Two wins and a draw out from four matches, from the view of substance and numbers, was by far the best outcome since Sydney 1994 when the team finished fifth after missing semi-final qualification by a whisker.
Before the Odisha edition, the Indian men were ranked fifth on the FIH charts. In Bhubaneswar, India couldn’t pull off something remarkable to jump up the ladder but they more or less maintained status quo.
Sad as fans of Manpreet Singh’s team may be, they should draw cheer at how India did not buckle under the pressure of public expectation.
Surely, when you reflect on the last time the country hosted the World Cup in Delhi eight years ago, all the team could do was post a victory – 4-1 over Pakistan in their opener – and go winless in the remaining five matches.
Odisha was clearly different. India topped their pool, thereby avoiding the cross-overs, and sealed a direct spot in the quarter-finals.
They took South Africa apart in the opener 5-0, held eventual champions Belgium to a 2-2 draw before surging into the quarter-finals with a 5-1 win over Canada.
On reflection, it is fathomable that India are one of the best in the world – if not the best.
In hindsight, many would harp on team selection. Especially when it comes to the dropped trio of Sardar Singh, SV Sunil and Rupinderpal Singh.
Their contention does not cut ice. India failed to clinch gold in a weaker field of the Asian Games and returned empty handed from the Gold Coast Commonwealth Games held earlier in the year. Either squad contained at least two of these stars.
Harendra Singh was then compelled to go in for fresh legs and the coach opted for the tougher route. He decided to give form and fitness a priority rather than experience and reputation.
He knew the proportion and repercussion of risk – but it paid off. The team did not let him down and dividends were obtained. We are now in a position to compare Bhubaneswar to Sydney.
The inexperienced quartet of Dilpreet Singh, Nilakanta Singh, Simranjeet Singh and Hardik Singh, however, did not sparkle or surprise the stands. They were thought to be wonder boys but none turned out to be a Thijs van Dam or Tim Brand they were projected to be in the run up to the event.

--- List of tasks ---
• A. Reproduce the article on India's World Cup hockey campaign word for word from "Surely, when you" to "in the quarter-finals.".
• B. Write a continuation of the article on India's World Cup hockey campaign, picking up after its final sentence.

--- Provided material ---
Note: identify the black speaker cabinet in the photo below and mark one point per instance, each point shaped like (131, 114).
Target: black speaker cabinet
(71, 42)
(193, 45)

--- Response list ---
• A.
Surely, when you reflect on the last time the country hosted the World Cup in Delhi eight years ago, all the team could do was post a victory – 4-1 over Pakistan in their opener – and go winless in the remaining five matches.
Odisha was clearly different. India topped their pool, thereby avoiding the cross-overs, and sealed a direct spot in the quarter-finals.

• B.
Wonders, after all, don’t happen just like that. Behind a spectacular success lies the dint of hand work, day in and day out.
Then again, you don’t present the likes of Thijs van Dam or Tim Brand in every country and every tournament. They emerge occasionally and rule the roost till their physiology permits them.
The two teams that India played — Belgium in the pool and The Netherlands in the quarterfinals — went on to play the grand finale. One cannot escape the fact that India did creditably well against both: Draw against epoch making Belgium and losing a keen battle 1-2 to the Netherlands.
The clash against the Dutch could have gone either way. Defeat wasn’t a death blow to Indian hockey but taught good lessons on how to go the extra mile.
The last quarter-final of a global major – the 2016 Rio Olympics – ended in a 1-3 defeat to Belgium. The team was outplayed then and it wasn’t the case in the rousing quarter-final in Bhubaneswar.
Therefore, without resorting to micro-analysis and going into the nitty-gritty of criticism, the present team gives cause for optimism.
India is among the top six nations and if the team stays its course, it probably will enjoy its moment in the sun.
Australia have only one Olympic (men’s) gold medal and three World Cup titles in their kitty. For a country that has been a semi-final fixture (save the Rio Olympics) since the 1976 Montreal Olympics, the return is disappointing.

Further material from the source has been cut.